▶ _Written exercise 1_
Answer these questions from the passage on Oklahoma comparative negligence, one answer per line:
(a) At what level of plaintiff negligence is recovery barred under Oklahoma's system?
(b) What name does the passage give Oklahoma's system?
(c) Under 23 O.S. § 14, what happens to the amount of recovery when contributory negligence is shown?
▶ _Written exercise 2_
Quote from the passage on Oklahoma comparative negligence the part that opens with the words containing "23 O.S. § 13, Comparative" and closes with "causing such damage.".
▶ _Written exercise 3_
List every kind of harm that 23 O.S. § 13, as given in the passage on Oklahoma comparative negligence, names as resulting from negligence.

▶ _Excerpted passage_

※

Comparative negligence allocates fault between the plaintiff and defendant in personal injury cases, allowing for a reduction in the plaintiff’s recovery based on their degree of fault.

Oklahoma has a “modified comparative” system in that recovery is barred if the plaintiff’s negligence is 50% or more. Two Oklahoma statutes address this:

23 O.S. § 13, Comparative Negligence

In all actions hereafter brought, whether arising before or after the effective date of this act, for negligence resulting in personal injuries or wrongful death, or injury to property, contributory negligence shall not bar a recovery, unless any negligence of the person so injured, damaged or killed, is of greater degree than any negligence of the person, firm or corporation causing such damage, or unless any negligence of the person so injured, damaged or killed, is of greater degree than the combined negligence of any persons, firms or corporations causing such damage.

23 O.S. § 14, “Damages Diminished in Proportion to Contributory Negligence”

Where such contributory negligence is shown on the part of the person injured, damaged or killed, the amount of the recovery shall be diminished in proportion to such person’s contributory negligence.

※

▶ _Data excerpts_
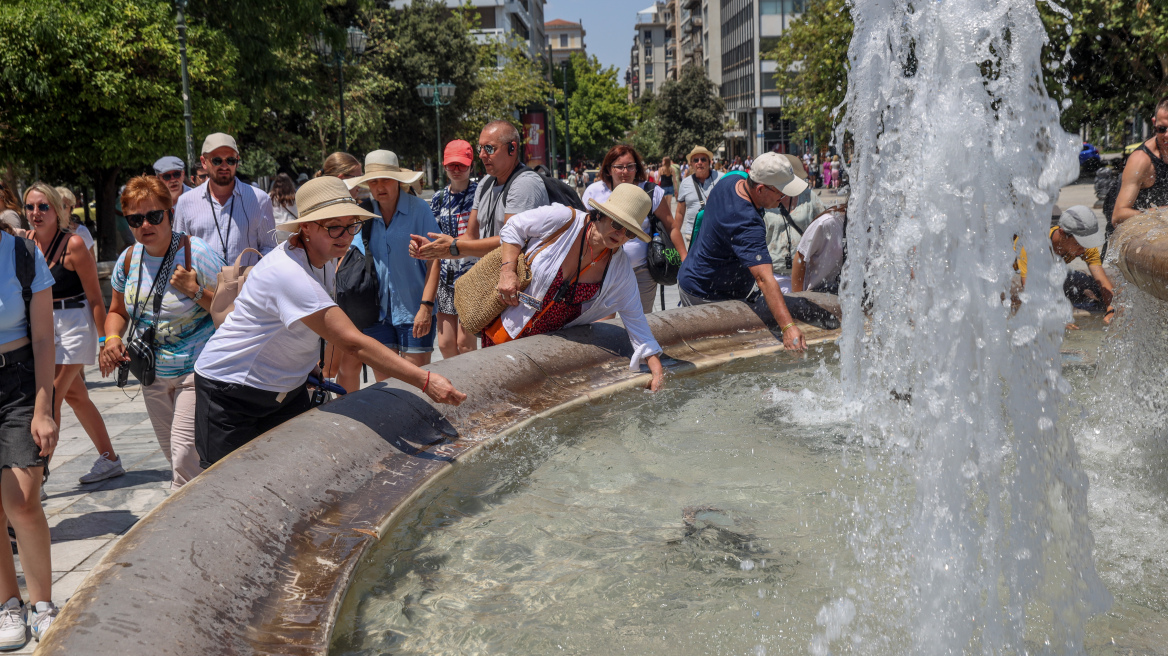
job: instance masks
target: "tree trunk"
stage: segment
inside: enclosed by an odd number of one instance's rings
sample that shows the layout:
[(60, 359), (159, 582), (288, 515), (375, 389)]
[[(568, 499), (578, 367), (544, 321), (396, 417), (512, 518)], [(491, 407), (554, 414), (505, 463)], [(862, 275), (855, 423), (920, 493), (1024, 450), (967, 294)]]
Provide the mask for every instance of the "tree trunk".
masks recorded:
[(103, 168), (93, 174), (97, 201), (97, 259), (118, 259), (118, 223), (114, 203), (118, 200), (118, 174), (121, 167)]

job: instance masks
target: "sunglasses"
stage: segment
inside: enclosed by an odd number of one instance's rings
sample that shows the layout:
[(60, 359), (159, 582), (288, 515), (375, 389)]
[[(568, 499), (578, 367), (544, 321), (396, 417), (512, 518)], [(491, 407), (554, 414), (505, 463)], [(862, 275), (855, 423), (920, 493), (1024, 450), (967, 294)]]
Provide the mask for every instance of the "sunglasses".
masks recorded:
[(141, 228), (142, 222), (150, 223), (151, 225), (158, 225), (162, 223), (162, 217), (171, 210), (151, 210), (146, 214), (127, 214), (126, 223), (130, 228)]
[(361, 232), (361, 222), (350, 223), (348, 225), (328, 225), (328, 226), (321, 225), (321, 228), (324, 228), (328, 232), (329, 237), (336, 239), (338, 237), (345, 235), (346, 232), (348, 232), (349, 235), (356, 235), (357, 232)]

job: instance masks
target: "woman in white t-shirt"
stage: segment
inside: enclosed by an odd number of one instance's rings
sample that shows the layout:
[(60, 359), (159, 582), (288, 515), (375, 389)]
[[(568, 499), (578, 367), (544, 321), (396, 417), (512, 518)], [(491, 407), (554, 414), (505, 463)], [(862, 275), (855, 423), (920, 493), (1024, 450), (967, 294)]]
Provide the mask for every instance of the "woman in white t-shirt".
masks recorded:
[(321, 339), (436, 403), (466, 399), (443, 376), (362, 334), (333, 302), (336, 259), (373, 214), (332, 176), (306, 182), (296, 201), (299, 217), (277, 230), (297, 232), (251, 270), (235, 309), (195, 363), (195, 447), (203, 468), (310, 409), (306, 383)]
[[(580, 196), (580, 201), (584, 202), (584, 207), (591, 207), (589, 201), (603, 203), (609, 200), (617, 184), (637, 184), (644, 189), (646, 180), (648, 180), (648, 174), (645, 170), (645, 161), (641, 155), (632, 146), (624, 144), (613, 146), (600, 163), (600, 180), (589, 184), (584, 195)], [(653, 201), (651, 211), (661, 222), (665, 233), (668, 235), (673, 232), (673, 217), (669, 216), (669, 203), (661, 202), (663, 198), (665, 190), (654, 186), (651, 195)], [(649, 237), (653, 236), (652, 230), (649, 230), (648, 216), (641, 222), (641, 230)], [(656, 282), (649, 275), (648, 244), (640, 239), (630, 239), (625, 244), (625, 253), (628, 254), (628, 260), (633, 264), (633, 273), (637, 275), (641, 312), (648, 314), (653, 312), (653, 296), (656, 293)]]

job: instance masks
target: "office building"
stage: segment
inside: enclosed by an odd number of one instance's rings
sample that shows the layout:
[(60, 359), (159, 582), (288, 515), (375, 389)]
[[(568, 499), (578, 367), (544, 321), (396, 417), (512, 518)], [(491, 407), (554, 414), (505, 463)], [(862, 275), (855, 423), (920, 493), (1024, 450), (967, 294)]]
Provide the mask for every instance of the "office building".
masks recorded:
[(572, 53), (588, 55), (584, 48), (583, 22), (573, 23), (556, 19), (543, 23), (543, 33), (548, 37), (547, 50), (551, 65), (558, 67), (559, 62), (568, 61)]

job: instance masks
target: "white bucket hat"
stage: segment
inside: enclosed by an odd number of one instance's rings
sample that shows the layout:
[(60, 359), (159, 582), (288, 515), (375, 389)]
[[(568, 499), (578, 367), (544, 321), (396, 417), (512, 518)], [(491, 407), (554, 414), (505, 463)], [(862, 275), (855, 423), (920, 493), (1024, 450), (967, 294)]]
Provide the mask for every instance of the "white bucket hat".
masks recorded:
[(653, 209), (653, 201), (640, 187), (628, 183), (617, 184), (607, 202), (589, 198), (588, 203), (621, 226), (632, 230), (641, 242), (649, 240), (649, 236), (641, 230), (641, 222)]
[(397, 162), (397, 153), (391, 151), (374, 151), (366, 155), (364, 172), (361, 177), (350, 177), (345, 181), (349, 189), (354, 187), (368, 189), (368, 182), (377, 179), (396, 180), (405, 186), (411, 186), (422, 179), (420, 170), (402, 168)]
[(276, 226), (284, 232), (296, 232), (300, 223), (336, 218), (339, 216), (355, 216), (361, 221), (375, 216), (364, 210), (353, 200), (349, 188), (345, 181), (332, 175), (314, 177), (304, 183), (296, 193), (296, 207), (299, 216), (286, 223)]

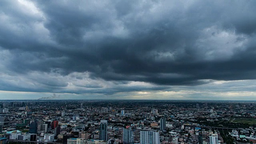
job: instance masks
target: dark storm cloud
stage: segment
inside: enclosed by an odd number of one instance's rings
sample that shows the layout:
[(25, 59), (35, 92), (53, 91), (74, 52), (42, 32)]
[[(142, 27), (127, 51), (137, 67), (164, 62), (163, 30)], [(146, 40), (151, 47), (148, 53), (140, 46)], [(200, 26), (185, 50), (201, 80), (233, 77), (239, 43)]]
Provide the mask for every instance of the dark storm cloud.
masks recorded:
[[(0, 48), (8, 56), (0, 72), (9, 74), (0, 88), (109, 94), (205, 79), (254, 80), (255, 6), (254, 0), (3, 1)], [(87, 72), (86, 80), (72, 76)], [(16, 85), (14, 76), (27, 83)], [(133, 81), (154, 86), (128, 86)], [(108, 82), (111, 87), (99, 85)]]

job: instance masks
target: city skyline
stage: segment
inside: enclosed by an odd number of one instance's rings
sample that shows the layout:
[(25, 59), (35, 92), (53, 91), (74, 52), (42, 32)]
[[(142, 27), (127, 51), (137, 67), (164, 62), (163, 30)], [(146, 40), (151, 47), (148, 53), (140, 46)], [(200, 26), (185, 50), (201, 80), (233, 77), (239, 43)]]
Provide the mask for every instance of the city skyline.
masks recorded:
[(256, 100), (256, 1), (0, 2), (0, 99)]

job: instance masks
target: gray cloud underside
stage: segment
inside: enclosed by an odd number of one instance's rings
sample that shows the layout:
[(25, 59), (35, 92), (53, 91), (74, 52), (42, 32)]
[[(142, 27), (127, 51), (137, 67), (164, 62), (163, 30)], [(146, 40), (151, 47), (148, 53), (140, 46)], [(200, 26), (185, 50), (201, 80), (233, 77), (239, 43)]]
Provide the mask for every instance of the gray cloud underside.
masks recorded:
[(112, 94), (255, 80), (256, 10), (255, 0), (1, 1), (0, 90)]

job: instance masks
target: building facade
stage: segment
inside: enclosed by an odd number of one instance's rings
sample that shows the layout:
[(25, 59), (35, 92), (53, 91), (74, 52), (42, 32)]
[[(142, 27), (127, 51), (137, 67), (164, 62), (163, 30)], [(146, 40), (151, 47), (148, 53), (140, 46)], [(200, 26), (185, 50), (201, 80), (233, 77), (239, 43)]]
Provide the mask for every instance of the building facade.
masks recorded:
[(108, 121), (101, 120), (100, 125), (100, 140), (108, 140)]
[(132, 144), (134, 142), (133, 131), (131, 129), (123, 129), (123, 142), (124, 144)]
[(140, 134), (140, 144), (160, 144), (159, 132), (153, 130), (142, 130)]
[(160, 130), (164, 130), (166, 128), (166, 119), (165, 118), (161, 118), (160, 119)]

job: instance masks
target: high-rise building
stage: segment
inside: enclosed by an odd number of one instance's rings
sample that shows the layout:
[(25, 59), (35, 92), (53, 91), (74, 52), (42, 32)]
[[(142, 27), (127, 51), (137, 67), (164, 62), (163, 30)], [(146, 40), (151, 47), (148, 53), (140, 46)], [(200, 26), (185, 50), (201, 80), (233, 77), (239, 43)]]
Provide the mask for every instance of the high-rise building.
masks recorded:
[(104, 112), (106, 113), (108, 112), (108, 108), (104, 108)]
[(100, 140), (108, 140), (108, 121), (101, 120), (100, 125)]
[(2, 132), (3, 131), (3, 128), (4, 127), (4, 122), (0, 122), (0, 132)]
[(15, 130), (6, 132), (6, 134), (10, 135), (10, 140), (18, 140), (19, 136), (21, 135), (21, 132), (18, 130)]
[(68, 138), (68, 144), (86, 144), (86, 140), (81, 138)]
[(94, 114), (91, 114), (90, 115), (90, 119), (92, 120), (94, 120)]
[(24, 119), (23, 120), (23, 124), (25, 124), (25, 126), (27, 126), (30, 123), (30, 119), (29, 118), (27, 118)]
[(123, 142), (124, 144), (134, 144), (133, 131), (131, 129), (123, 129)]
[(45, 124), (47, 124), (47, 126), (48, 126), (48, 129), (50, 129), (51, 128), (51, 122), (44, 122)]
[(153, 130), (142, 130), (140, 133), (140, 144), (160, 144), (159, 132)]
[(160, 119), (160, 130), (164, 130), (166, 128), (166, 119), (165, 118), (161, 118)]
[(44, 130), (44, 132), (47, 133), (48, 132), (48, 124), (42, 124), (40, 130)]
[(54, 128), (54, 136), (57, 137), (60, 134), (60, 126), (58, 126)]
[(61, 113), (61, 116), (64, 116), (66, 115), (66, 112), (62, 112)]
[(103, 140), (87, 140), (87, 144), (107, 144), (109, 142)]
[(54, 120), (52, 122), (51, 126), (52, 130), (54, 130), (58, 126), (58, 122), (57, 120)]
[(88, 132), (79, 132), (78, 137), (79, 138), (87, 140), (88, 139)]
[(199, 108), (199, 104), (196, 104), (196, 108)]
[(45, 140), (46, 142), (52, 142), (54, 140), (54, 135), (53, 134), (44, 134), (44, 139)]
[(32, 134), (30, 135), (30, 141), (36, 141), (36, 134)]
[(210, 138), (210, 144), (218, 144), (218, 134), (210, 134), (209, 137)]
[(62, 143), (63, 144), (68, 144), (68, 139), (72, 137), (72, 135), (71, 134), (65, 134), (63, 135), (63, 139), (62, 139)]
[(30, 123), (30, 124), (29, 125), (29, 133), (36, 134), (37, 133), (37, 123), (36, 121)]
[(151, 110), (151, 113), (154, 114), (157, 114), (158, 113), (158, 111), (156, 109), (153, 109)]
[(198, 136), (199, 144), (203, 144), (203, 136), (202, 134), (199, 134)]
[(121, 115), (122, 116), (124, 115), (124, 110), (122, 110), (121, 111)]
[(4, 108), (3, 109), (3, 113), (6, 113), (9, 112), (9, 108)]
[(0, 122), (4, 122), (4, 117), (3, 116), (0, 117)]

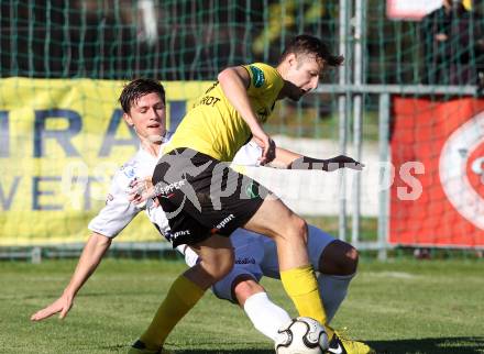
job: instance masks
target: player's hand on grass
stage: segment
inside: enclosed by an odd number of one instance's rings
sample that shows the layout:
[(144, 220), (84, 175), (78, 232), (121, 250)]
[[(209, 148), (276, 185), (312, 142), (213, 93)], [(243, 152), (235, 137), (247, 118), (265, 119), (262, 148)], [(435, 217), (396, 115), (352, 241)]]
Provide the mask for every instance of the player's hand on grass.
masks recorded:
[(350, 168), (355, 170), (362, 170), (363, 167), (365, 167), (364, 164), (349, 157), (345, 155), (339, 155), (336, 157), (332, 157), (327, 161), (328, 162), (328, 172), (333, 172), (339, 168)]
[(257, 135), (254, 133), (252, 135), (257, 145), (262, 147), (262, 156), (258, 158), (260, 164), (271, 163), (276, 157), (276, 143), (263, 131)]
[(73, 298), (70, 296), (63, 295), (46, 308), (32, 314), (31, 321), (42, 321), (56, 313), (59, 313), (58, 318), (62, 320), (67, 316), (67, 312), (69, 312), (72, 307)]

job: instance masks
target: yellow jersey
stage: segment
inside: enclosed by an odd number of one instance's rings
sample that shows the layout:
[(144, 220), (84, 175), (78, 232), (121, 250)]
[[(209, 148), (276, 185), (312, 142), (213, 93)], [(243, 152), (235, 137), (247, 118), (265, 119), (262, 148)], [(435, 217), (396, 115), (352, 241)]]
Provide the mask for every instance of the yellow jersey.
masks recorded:
[[(248, 96), (261, 123), (265, 123), (284, 86), (279, 73), (272, 66), (255, 63), (243, 66), (251, 82)], [(251, 139), (251, 130), (229, 102), (216, 81), (201, 95), (178, 125), (165, 153), (188, 147), (218, 161), (230, 162)]]

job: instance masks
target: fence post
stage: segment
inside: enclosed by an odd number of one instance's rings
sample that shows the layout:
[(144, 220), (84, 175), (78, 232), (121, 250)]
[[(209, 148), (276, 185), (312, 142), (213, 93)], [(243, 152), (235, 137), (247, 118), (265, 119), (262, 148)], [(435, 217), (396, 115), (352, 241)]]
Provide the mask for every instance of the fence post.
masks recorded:
[[(388, 163), (389, 150), (389, 93), (380, 93), (378, 96), (378, 152), (380, 162)], [(388, 186), (388, 178), (383, 168), (380, 168), (380, 186)], [(388, 203), (389, 188), (381, 188), (378, 196), (378, 259), (385, 261), (387, 257), (387, 236), (388, 236)]]

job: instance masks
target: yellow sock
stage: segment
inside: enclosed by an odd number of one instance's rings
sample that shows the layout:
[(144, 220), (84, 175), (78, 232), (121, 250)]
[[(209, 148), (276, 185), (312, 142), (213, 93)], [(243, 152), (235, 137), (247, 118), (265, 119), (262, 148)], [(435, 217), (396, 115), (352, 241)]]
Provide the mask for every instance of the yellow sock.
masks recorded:
[[(318, 283), (310, 265), (280, 272), (284, 289), (296, 306), (299, 316), (310, 317), (326, 327), (326, 312), (319, 296)], [(327, 328), (327, 327), (326, 327)], [(327, 328), (328, 336), (332, 330)]]
[(169, 288), (150, 327), (140, 338), (146, 349), (160, 349), (173, 328), (200, 300), (204, 294), (204, 289), (180, 275)]

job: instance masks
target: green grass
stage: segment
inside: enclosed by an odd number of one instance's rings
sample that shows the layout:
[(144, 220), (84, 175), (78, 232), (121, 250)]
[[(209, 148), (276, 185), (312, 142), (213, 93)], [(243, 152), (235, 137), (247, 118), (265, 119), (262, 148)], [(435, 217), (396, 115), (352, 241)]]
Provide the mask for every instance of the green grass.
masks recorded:
[[(0, 263), (0, 353), (125, 353), (147, 325), (182, 262), (107, 259), (69, 316), (41, 323), (29, 317), (50, 303), (75, 261)], [(484, 353), (484, 262), (378, 263), (363, 259), (333, 325), (378, 353)], [(294, 308), (278, 281), (273, 299)], [(273, 353), (242, 311), (207, 294), (168, 339), (175, 353)]]

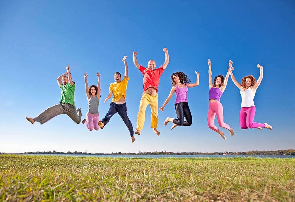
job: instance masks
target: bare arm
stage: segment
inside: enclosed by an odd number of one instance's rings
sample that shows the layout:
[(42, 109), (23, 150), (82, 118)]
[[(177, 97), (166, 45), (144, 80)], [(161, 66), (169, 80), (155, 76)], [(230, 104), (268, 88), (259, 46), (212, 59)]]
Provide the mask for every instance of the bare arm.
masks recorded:
[(122, 61), (124, 62), (124, 65), (125, 66), (125, 73), (124, 74), (124, 76), (126, 78), (126, 79), (128, 78), (128, 65), (127, 65), (127, 62), (126, 61), (127, 58), (127, 56), (125, 56), (123, 57), (123, 59), (121, 60)]
[(89, 99), (90, 96), (88, 93), (88, 83), (87, 82), (87, 77), (88, 75), (87, 73), (84, 74), (84, 81), (85, 82), (85, 91), (86, 92), (86, 96), (87, 96), (87, 99)]
[(253, 86), (253, 88), (257, 89), (258, 88), (258, 86), (260, 85), (261, 81), (262, 80), (262, 78), (263, 78), (263, 67), (261, 65), (259, 65), (259, 64), (257, 64), (257, 68), (260, 68), (260, 74), (259, 75), (259, 78), (257, 79), (257, 81)]
[(208, 65), (209, 65), (209, 70), (208, 73), (209, 74), (209, 88), (210, 88), (213, 86), (213, 83), (212, 83), (212, 72), (211, 70), (211, 60), (210, 59), (208, 59)]
[(108, 96), (106, 97), (106, 99), (104, 100), (104, 103), (106, 103), (106, 101), (111, 98), (112, 95), (113, 95), (113, 91), (110, 91), (110, 93), (109, 93), (109, 95), (108, 95)]
[(96, 73), (96, 75), (97, 76), (97, 93), (96, 94), (96, 96), (99, 99), (100, 96), (100, 74), (98, 72)]
[(168, 53), (168, 49), (165, 48), (163, 49), (163, 51), (165, 52), (165, 62), (162, 65), (162, 67), (163, 69), (165, 70), (169, 63), (169, 54)]
[(61, 85), (61, 79), (64, 76), (65, 76), (68, 75), (68, 72), (67, 72), (63, 74), (60, 75), (59, 77), (58, 77), (56, 78), (56, 80), (57, 80), (57, 83), (58, 84), (58, 85), (60, 87), (60, 86)]
[(242, 88), (242, 85), (237, 81), (235, 78), (235, 77), (234, 76), (234, 74), (232, 73), (232, 70), (233, 70), (233, 67), (232, 67), (230, 68), (230, 77), (232, 78), (232, 80), (233, 82), (234, 82), (235, 85), (236, 85), (236, 86), (239, 88), (239, 89), (241, 89)]
[(137, 52), (133, 52), (133, 63), (134, 64), (134, 65), (135, 66), (136, 68), (139, 70), (139, 68), (140, 67), (141, 65), (137, 62), (137, 58), (136, 58), (136, 55), (137, 55)]
[(228, 70), (227, 70), (227, 73), (226, 73), (225, 75), (225, 78), (224, 79), (224, 81), (223, 82), (223, 85), (220, 87), (220, 91), (223, 93), (225, 88), (226, 88), (226, 85), (227, 85), (227, 81), (228, 80), (228, 78), (230, 77), (230, 69), (232, 67), (232, 61), (230, 60), (228, 61)]
[(160, 108), (159, 108), (162, 112), (163, 112), (163, 110), (164, 109), (164, 107), (165, 107), (165, 106), (166, 106), (166, 105), (167, 104), (167, 103), (168, 103), (168, 102), (170, 101), (170, 99), (171, 99), (171, 97), (172, 97), (172, 96), (173, 95), (173, 93), (174, 93), (174, 92), (175, 92), (176, 90), (176, 86), (173, 86), (173, 87), (172, 87), (172, 88), (171, 88), (171, 90), (170, 91), (170, 93), (169, 94), (169, 95), (168, 96), (168, 97), (167, 98), (167, 99), (166, 99), (166, 101), (165, 101), (165, 102), (164, 102), (164, 104), (163, 104), (163, 106), (162, 106)]
[(199, 85), (199, 82), (200, 80), (200, 73), (199, 73), (196, 72), (195, 72), (195, 74), (197, 75), (197, 80), (196, 81), (196, 83), (187, 84), (188, 88), (197, 86)]

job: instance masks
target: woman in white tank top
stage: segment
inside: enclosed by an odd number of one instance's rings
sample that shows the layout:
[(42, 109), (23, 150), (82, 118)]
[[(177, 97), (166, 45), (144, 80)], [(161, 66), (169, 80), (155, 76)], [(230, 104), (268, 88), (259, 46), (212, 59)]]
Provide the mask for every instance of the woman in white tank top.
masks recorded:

※

▶ _Expected answer 1_
(a) 50% or more
(b) A "modified comparative" system
(c) It is diminished in proportion to the injured person's contributory negligence.

▶ _Expected answer 2_
23 O.S. § 13, Comparative Negligence

In all actions hereafter brought, whether arising before or after the effective date of this act, for negligence resulting in personal injuries or wrongful death, or injury to property, contributory negligence shall not bar a recovery, unless any negligence of the person so injured, damaged or killed, is of greater degree than any negligence of the person, firm or corporation causing such damage, or unless any negligence of the person so injured, damaged or killed, is of greater degree than the combined negligence of any persons, firms or corporations causing such damage.

▶ _Expected answer 3_
- Personal injuries
- Wrongful death
- Injury to property